■ **Your objective**:
Only the pictures are left out: repeat the rest of the entries exactly.

--------------------

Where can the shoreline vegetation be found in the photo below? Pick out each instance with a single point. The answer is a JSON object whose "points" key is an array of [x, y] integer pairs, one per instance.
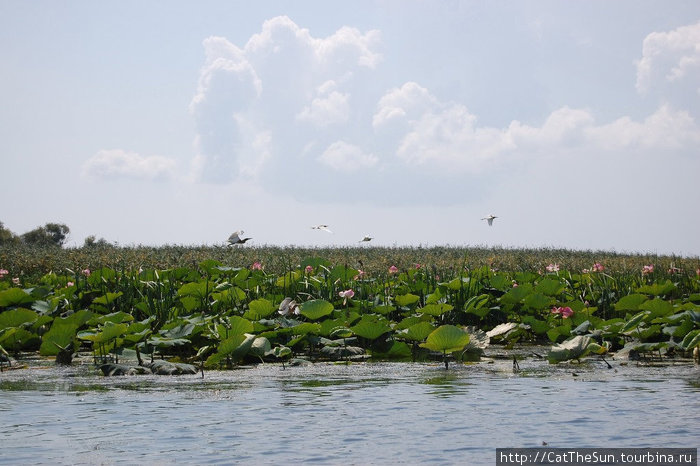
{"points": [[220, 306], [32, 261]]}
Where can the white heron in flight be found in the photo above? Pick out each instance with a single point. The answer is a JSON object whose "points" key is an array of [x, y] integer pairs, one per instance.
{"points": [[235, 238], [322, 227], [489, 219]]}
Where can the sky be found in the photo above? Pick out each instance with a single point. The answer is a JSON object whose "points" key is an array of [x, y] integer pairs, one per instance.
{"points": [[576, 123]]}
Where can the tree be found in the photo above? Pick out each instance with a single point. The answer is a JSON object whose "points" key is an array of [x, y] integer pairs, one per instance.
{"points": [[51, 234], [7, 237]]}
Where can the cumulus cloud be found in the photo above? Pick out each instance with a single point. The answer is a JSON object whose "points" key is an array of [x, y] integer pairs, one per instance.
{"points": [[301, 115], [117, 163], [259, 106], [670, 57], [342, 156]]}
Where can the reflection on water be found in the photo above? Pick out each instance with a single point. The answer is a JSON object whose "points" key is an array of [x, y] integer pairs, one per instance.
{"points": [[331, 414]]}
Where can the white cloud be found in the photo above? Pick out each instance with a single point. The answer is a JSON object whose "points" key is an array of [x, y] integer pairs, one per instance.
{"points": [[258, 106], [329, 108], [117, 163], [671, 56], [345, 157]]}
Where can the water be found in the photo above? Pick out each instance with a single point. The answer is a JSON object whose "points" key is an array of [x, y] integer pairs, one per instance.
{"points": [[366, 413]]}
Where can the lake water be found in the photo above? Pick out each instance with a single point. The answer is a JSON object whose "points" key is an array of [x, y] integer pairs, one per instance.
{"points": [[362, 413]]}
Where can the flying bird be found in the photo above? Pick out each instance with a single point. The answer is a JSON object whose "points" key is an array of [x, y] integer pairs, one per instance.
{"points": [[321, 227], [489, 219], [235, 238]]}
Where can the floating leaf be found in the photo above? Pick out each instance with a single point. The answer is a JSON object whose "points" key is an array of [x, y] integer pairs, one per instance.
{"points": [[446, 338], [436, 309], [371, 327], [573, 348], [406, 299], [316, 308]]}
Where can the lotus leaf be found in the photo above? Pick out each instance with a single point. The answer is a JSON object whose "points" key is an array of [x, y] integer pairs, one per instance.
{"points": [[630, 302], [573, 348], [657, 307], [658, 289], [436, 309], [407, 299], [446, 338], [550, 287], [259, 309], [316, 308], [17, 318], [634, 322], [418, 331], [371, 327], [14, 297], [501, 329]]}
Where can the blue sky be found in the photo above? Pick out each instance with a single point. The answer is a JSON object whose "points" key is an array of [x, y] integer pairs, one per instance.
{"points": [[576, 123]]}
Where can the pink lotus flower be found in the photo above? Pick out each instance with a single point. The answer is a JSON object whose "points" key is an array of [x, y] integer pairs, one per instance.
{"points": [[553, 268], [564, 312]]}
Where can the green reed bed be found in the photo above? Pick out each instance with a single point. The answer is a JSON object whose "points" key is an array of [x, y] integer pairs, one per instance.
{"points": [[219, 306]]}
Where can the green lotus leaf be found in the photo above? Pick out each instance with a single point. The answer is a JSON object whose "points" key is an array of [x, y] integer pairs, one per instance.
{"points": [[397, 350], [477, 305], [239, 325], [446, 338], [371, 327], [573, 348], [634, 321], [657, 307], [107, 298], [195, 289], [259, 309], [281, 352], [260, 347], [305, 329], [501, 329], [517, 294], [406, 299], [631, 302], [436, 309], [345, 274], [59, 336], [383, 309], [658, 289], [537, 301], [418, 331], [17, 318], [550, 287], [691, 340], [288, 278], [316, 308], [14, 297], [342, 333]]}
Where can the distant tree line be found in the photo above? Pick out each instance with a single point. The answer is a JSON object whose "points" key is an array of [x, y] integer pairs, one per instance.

--------------------

■ **Final result**:
Where can the shoreline vegetation be found in the photo below? Pick out each instance with a single point. The answer is a JSON object whose "points" key is an array of [x, y] integer pairs, one per instance.
{"points": [[220, 306], [32, 261]]}
Where can the white heron in flight be found in the photo above? Pick out each instance with a single point. The answer is a JSON object whose "points" key is an array of [x, y] integer pairs, one per instance.
{"points": [[235, 238], [322, 227], [489, 219]]}
Where can the sky be found in the photo above? Pick out each instance with a single point. The answer is a JSON object whose "points" key is an array of [x, y] integer pairs, one per instance.
{"points": [[576, 123]]}
Where can the tree be found in the photo above? Pick out each instance with a single point. The answer is a JSON object whose "points" key is an array of [x, y] integer pairs, one per instance.
{"points": [[51, 234], [7, 237]]}
Where can the cumulus cloud be found in the photo above? Pick out each instance with a single point. The answer is a JSON object whose "points" key is an array of [x, y] integer pairs, one per instance.
{"points": [[301, 115], [117, 163], [259, 106], [670, 57], [342, 156]]}
Where can the reflection on water be found in the photo above? Pick out each instance with a single point. The answer is a JSON object whose "points" key is an array of [x, y] integer pairs, one per instance.
{"points": [[331, 414]]}
Where can the white cloud be found in the photo above? Pick out each instance with a single point. The answer is a JSON object whose "points" key is an array of [x, y] integer pairs, one per instance.
{"points": [[258, 106], [329, 108], [117, 163], [671, 56], [345, 157]]}
Where can the water be found in the photo above? Pick out each instance with a single point. The answer is a JSON object whose "points" key is an array of [x, y] integer pairs, one per instance.
{"points": [[366, 413]]}
Where can the lake water be found in the photo above? Pick out each instance with a single point. The answer is a JSON object whose "points" key is an array of [x, y] integer pairs, one per instance.
{"points": [[362, 413]]}
Where can the flying bird be found in the photo above? Pick out each instance with a single point. The answer is a JSON object whose "points" key is an array of [x, y] integer pairs, one per instance.
{"points": [[321, 227], [489, 219], [235, 238]]}
Where can the floating leaf be found in the photo above? Pick out each instance with a single point. The answer is a JSON object whose "points" key is an array of [x, y] integer pairs, one per instance.
{"points": [[446, 338], [436, 309], [371, 327], [573, 348], [406, 299], [316, 308]]}
Where can the lotus leaf be found in the photo above? Pick out each instance with a single point. The answer is a JSON object whose "points" key is an array of [x, y] integer pairs, one per instance.
{"points": [[630, 302], [573, 348], [657, 307], [658, 289], [436, 309], [407, 299], [446, 338], [550, 287], [259, 309], [316, 308], [17, 318], [634, 322], [418, 331], [371, 327], [14, 297], [501, 329]]}
Where can the blue sky be found in the photo above? Pick out each instance with a single point. The answer is a JSON object whose "points" key is an array of [x, y] integer pairs, one per instance.
{"points": [[576, 123]]}
Where can the pink lotus flower be found in the photo above? Pick out each instance with a single point. The answer is a JSON object whose "points" key is an array of [x, y] integer pairs, one per instance.
{"points": [[553, 268], [564, 312]]}
Where can the green reed bed be found in the photo above? Pick out each instance with a single point. The answer is a JSON object whose "points" key is an array of [x, y] integer pairs, one per instance.
{"points": [[219, 306]]}
Where can the green lotus leaf be found in the photo above? Pick out each instance with a single point. The answer is a JSON object whose "points" key is an array of [x, y] integer pairs, one per instance.
{"points": [[397, 350], [477, 305], [239, 325], [446, 338], [371, 327], [573, 348], [634, 321], [657, 307], [107, 298], [195, 289], [259, 309], [281, 352], [260, 347], [305, 329], [501, 329], [517, 294], [406, 299], [631, 302], [436, 309], [345, 274], [59, 336], [383, 309], [658, 289], [537, 301], [418, 331], [17, 318], [550, 287], [691, 340], [288, 278], [316, 308], [14, 297], [342, 333]]}
Where can the distant tree line be found in the photo above? Pick out each instance with a single point. The answer is a JSON object whose "points" key is an array of [x, y] integer pairs, one per instance.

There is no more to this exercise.